Only one stretch of the records below should be repeated. It starts with the line containing "Identify the water lily" and goes on through the line containing "Target: water lily leaf", exactly as written.

(RECORDED INFORMATION)
+ + + + +

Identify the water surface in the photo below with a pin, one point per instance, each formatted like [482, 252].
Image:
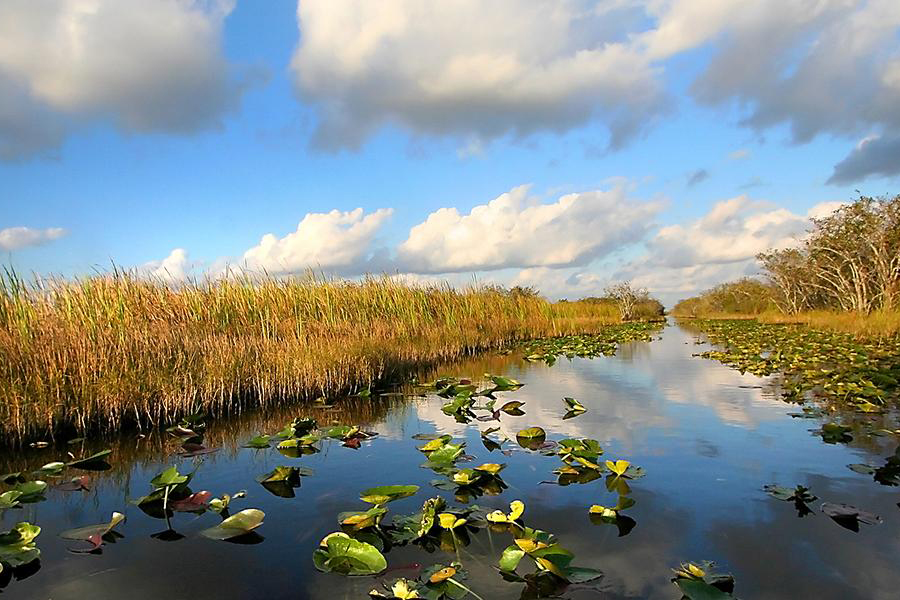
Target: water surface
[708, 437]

+ + + + +

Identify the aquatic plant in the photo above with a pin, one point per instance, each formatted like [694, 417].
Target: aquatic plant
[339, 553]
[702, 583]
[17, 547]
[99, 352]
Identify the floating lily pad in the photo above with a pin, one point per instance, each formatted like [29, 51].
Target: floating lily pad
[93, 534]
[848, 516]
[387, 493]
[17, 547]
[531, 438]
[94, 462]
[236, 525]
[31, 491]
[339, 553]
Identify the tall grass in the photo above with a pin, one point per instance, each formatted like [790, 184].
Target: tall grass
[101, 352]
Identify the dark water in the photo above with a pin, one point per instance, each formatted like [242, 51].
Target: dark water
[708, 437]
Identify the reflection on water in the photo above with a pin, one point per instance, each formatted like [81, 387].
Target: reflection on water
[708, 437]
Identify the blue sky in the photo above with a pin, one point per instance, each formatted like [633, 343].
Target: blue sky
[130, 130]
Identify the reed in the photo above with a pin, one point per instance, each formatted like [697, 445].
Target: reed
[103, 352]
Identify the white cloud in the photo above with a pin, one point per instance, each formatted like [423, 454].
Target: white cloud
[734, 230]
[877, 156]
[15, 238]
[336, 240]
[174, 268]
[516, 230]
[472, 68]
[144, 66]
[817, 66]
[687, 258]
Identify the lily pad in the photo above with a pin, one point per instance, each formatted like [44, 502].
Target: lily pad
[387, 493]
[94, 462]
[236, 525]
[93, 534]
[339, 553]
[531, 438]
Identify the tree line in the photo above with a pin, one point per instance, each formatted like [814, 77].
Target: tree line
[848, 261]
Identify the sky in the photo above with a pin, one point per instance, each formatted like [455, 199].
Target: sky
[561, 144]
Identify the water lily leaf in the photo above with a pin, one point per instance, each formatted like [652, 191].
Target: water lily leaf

+ + + + +

(TASK OUTPUT)
Identify the water lily leaf in the photo above with a pin, one point per instance, each formatted like [652, 191].
Target: water lily leaf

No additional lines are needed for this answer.